▶ ANFORDERUNGEN
A) Gib in den Einträgen alles vom Anfang bis einschließlich der Zeile mit „xmin=493 ymin=18 xmax=500 ymax=40“ erneut wieder und ersetze dabei „corrected“ durch „revised“, ohne sonst etwas zu verändern. Lass die Bilder in deiner Antwort weg.
B) Greife den Text über die Krise des DNS auf und schreibe ihn nach seinem letzten Satz weiter.

▶ BEREITGESTELLTER TEXT

DNS was invented by technical people but commerce has changed it. If someone technical ran the DNS over at Fox network, you'd see www.sports.fox.com. But instead you see www.foxsports.com.
Aveek Datta auf der IAHC-mailinglist
Die gegenwärtige Krise des DNS besteht vor allem darin, daß sie sich nicht eindeutig technisch - wie Ingenieure es gewohnt sind - beschreiben läßt. Sie ist eine institutionelle oder politische Krise, ein Versagen der Organisationsstruktur des Internet, die Gillett & Kapor [1996] als ,,decentralized self-governance`` charakterisiert haben. Uneinigkeit herrscht, was die Suche nach Konsenslösungen nicht gerade erleichtert hat, daher bereits bei der Identifikation der aktuellen Problemlage:
Der DNS hat, halb gewollt, halb unbeabsichtigt, die Funktion eines Internet-Telefonbuchs übernommen. Im Idealfall sollen domain names leicht zu erraten sein: Den Webserver von IBM vermutet jeder auf www.ibm.com. Diese Erwartung reicht soweit, daß manche WWW-browser inzwischen wiederkehrende Namensbestandteile wie www. und .com selbsttätig ergänzen, ohne daß sie der Nutzer eintippen muß.

▶ ANGEZEIGTE INFORMATIONEN
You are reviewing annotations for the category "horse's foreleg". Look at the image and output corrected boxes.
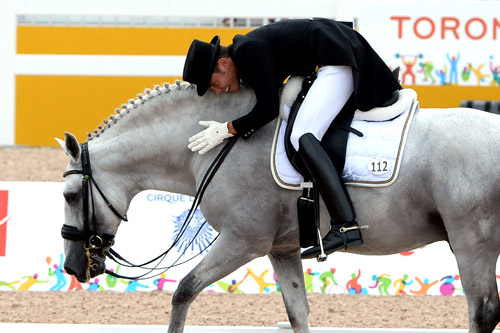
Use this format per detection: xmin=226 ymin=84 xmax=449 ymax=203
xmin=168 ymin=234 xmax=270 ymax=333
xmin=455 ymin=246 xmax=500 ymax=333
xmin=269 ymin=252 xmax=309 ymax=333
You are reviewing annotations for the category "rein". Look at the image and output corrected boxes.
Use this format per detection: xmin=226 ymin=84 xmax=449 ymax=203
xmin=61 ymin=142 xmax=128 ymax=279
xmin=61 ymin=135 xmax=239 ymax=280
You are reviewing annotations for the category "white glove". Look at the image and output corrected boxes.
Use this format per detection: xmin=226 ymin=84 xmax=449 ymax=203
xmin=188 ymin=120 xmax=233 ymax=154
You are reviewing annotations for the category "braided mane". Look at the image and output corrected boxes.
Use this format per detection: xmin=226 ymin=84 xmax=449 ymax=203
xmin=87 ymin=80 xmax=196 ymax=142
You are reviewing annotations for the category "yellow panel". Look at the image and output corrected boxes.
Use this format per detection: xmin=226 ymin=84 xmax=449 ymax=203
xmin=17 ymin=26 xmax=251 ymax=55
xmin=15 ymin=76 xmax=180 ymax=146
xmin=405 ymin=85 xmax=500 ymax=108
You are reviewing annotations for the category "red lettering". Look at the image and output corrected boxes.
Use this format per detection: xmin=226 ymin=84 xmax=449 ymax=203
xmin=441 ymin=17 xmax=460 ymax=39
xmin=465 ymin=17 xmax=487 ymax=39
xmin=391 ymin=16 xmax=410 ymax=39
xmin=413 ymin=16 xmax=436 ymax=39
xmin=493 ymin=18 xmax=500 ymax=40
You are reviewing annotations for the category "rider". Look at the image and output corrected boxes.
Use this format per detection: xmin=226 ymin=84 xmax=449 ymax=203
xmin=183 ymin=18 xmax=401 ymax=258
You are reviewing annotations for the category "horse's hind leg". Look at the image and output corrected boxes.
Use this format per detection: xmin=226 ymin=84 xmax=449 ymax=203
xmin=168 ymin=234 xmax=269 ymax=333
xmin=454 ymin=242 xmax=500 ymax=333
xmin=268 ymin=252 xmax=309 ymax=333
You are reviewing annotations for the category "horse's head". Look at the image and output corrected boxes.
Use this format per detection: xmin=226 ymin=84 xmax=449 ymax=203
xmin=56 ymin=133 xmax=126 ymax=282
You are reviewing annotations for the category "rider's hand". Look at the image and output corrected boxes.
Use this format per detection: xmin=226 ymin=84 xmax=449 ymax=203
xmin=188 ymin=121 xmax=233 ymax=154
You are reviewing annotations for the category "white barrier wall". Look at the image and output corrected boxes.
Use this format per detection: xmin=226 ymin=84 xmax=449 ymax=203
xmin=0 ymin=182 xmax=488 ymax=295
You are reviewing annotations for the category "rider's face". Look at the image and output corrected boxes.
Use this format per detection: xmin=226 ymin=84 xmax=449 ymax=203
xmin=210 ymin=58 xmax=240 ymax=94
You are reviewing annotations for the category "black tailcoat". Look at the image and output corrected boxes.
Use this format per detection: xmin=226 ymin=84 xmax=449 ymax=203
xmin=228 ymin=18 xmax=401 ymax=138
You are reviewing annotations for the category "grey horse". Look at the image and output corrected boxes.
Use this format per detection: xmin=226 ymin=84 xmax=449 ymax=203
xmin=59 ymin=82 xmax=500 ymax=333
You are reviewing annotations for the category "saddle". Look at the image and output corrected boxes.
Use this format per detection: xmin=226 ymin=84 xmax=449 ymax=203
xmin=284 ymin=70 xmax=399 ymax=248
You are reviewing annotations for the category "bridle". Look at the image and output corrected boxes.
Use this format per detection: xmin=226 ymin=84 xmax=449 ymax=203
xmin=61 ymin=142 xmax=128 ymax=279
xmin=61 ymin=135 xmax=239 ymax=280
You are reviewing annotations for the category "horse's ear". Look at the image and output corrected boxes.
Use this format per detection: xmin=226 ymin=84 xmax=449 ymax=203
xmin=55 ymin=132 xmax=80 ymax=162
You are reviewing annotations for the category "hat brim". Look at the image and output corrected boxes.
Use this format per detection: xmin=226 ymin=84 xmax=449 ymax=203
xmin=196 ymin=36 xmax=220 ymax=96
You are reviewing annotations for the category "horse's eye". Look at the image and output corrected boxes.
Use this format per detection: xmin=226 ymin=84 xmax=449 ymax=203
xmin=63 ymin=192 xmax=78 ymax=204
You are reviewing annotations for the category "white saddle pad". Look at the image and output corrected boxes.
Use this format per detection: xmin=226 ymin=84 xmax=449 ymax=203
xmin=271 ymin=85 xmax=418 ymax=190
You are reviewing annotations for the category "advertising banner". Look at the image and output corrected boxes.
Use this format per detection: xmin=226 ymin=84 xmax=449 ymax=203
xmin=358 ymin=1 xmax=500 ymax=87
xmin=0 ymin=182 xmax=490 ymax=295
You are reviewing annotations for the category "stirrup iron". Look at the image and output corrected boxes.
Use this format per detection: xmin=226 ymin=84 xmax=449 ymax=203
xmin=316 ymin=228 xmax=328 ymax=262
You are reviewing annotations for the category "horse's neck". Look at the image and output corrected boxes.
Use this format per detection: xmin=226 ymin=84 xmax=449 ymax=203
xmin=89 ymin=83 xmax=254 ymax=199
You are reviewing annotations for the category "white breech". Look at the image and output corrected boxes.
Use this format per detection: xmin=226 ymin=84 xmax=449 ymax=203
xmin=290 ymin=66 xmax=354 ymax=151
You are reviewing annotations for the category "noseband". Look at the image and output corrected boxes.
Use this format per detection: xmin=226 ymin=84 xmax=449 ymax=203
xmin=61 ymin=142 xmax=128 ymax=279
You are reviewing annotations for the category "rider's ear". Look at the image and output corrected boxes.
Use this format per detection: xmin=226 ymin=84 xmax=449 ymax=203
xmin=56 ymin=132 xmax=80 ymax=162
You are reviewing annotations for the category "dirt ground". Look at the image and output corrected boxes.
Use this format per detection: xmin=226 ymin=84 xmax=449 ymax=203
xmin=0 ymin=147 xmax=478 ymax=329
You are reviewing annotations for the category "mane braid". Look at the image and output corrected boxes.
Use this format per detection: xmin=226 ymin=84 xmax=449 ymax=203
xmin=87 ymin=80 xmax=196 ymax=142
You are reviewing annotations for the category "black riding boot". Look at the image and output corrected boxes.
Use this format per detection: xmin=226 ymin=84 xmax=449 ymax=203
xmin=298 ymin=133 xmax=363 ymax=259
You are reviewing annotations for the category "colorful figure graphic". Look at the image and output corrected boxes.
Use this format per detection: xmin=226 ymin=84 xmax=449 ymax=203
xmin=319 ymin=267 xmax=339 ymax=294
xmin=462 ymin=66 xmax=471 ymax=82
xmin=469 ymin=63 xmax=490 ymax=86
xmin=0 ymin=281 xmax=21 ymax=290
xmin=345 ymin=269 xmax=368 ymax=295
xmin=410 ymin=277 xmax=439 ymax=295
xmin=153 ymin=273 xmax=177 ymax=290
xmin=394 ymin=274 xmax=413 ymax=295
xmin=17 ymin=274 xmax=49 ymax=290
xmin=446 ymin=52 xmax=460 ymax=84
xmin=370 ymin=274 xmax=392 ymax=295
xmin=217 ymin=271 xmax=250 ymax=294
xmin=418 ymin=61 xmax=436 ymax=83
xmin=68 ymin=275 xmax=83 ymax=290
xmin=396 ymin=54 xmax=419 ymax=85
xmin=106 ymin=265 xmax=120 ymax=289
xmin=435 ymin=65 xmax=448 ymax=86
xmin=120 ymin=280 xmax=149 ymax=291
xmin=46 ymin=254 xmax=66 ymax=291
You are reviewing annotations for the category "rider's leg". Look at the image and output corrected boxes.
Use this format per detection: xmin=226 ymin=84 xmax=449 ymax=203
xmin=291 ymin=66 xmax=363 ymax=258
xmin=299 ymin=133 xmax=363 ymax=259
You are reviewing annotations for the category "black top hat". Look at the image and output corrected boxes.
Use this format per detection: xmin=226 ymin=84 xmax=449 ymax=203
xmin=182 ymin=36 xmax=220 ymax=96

▶ ANTWORTLISTE
A)
You are reviewing annotations for the category "horse's foreleg". Look at the image and output revised boxes.
Use this format per detection: xmin=226 ymin=84 xmax=449 ymax=203
xmin=168 ymin=234 xmax=270 ymax=333
xmin=455 ymin=246 xmax=500 ymax=333
xmin=269 ymin=252 xmax=309 ymax=333
You are reviewing annotations for the category "rein". Look at the image and output revised boxes.
Use this format per detection: xmin=226 ymin=84 xmax=449 ymax=203
xmin=61 ymin=142 xmax=128 ymax=279
xmin=61 ymin=135 xmax=239 ymax=280
You are reviewing annotations for the category "white glove". Look at the image and output revised boxes.
Use this format per detection: xmin=226 ymin=84 xmax=449 ymax=203
xmin=188 ymin=120 xmax=233 ymax=154
You are reviewing annotations for the category "braided mane". Look at the image and output revised boxes.
Use this format per detection: xmin=226 ymin=84 xmax=449 ymax=203
xmin=87 ymin=80 xmax=196 ymax=142
You are reviewing annotations for the category "yellow panel". Look at the image and output revised boxes.
Use this format per detection: xmin=226 ymin=84 xmax=449 ymax=203
xmin=17 ymin=26 xmax=251 ymax=55
xmin=15 ymin=76 xmax=180 ymax=146
xmin=405 ymin=85 xmax=500 ymax=108
You are reviewing annotations for the category "red lettering". Look at the image and output revised boxes.
Use this format per detection: xmin=226 ymin=84 xmax=449 ymax=203
xmin=441 ymin=17 xmax=460 ymax=39
xmin=465 ymin=17 xmax=487 ymax=39
xmin=391 ymin=16 xmax=410 ymax=39
xmin=413 ymin=16 xmax=436 ymax=39
xmin=493 ymin=18 xmax=500 ymax=40

B)
Letztlich wären allerdings damit solche konstanten Namensbestandteile überflüssig. Die heiß diskutierte Frage ist im Grunde, auf welchem level neue Varianzen nun am zweckmäßigsten plaziert wären. Die internet-freundliche, dem DNS kompatible und konservative Lösung wäre, den Namensraum auf der dritten (und vierten) Ebene auszunutzen: statt www.produktname.com also produktname.firma.com oder www.produktname.firma.com. Die einschneidendste Veränderung wäre es, tausende neuer top level domains zu schaffen: www.produktname.firma ist vielleicht der Traum mancher Werbeabteilung oder -agentur.
Kritiker einer allzu weitreichenden Liberalisierung des Internet-Namensraums argumentieren damit, daß auf diese Weise das Problem nur um eine Stelle nach rechts - von .com zu ,,.`` - verschoben würde. Befürworter plädieren für eine Auffächerung des top-level-Namensraums, weil damit Überfluß geschaffen werden könnte, wo heute Knappheit herrscht. Paul Vixie (siehe Abschnitt 3.2) will den Namensraum erweitern, um die Idee ad absurdum zu führen, der DNS könne als ,,Telefonbuch`` (directory service) des Internet benutzt werden.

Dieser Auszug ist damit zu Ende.